Task instructions: Rewrite all the rows below, requests included, and shift each answer point by adding -45 to both of its coordinates.
▬▬▬▬▬▬▬▬▬▬
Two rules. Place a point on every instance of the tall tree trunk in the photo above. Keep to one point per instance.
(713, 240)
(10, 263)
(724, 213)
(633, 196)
▬▬▬▬▬▬▬▬▬▬
Exercise result:
Two rules. Place a point on every instance of the tall tree trunk in the photo above. Keep to one point per instance.
(668, 195)
(-35, 218)
(679, 168)
(588, 151)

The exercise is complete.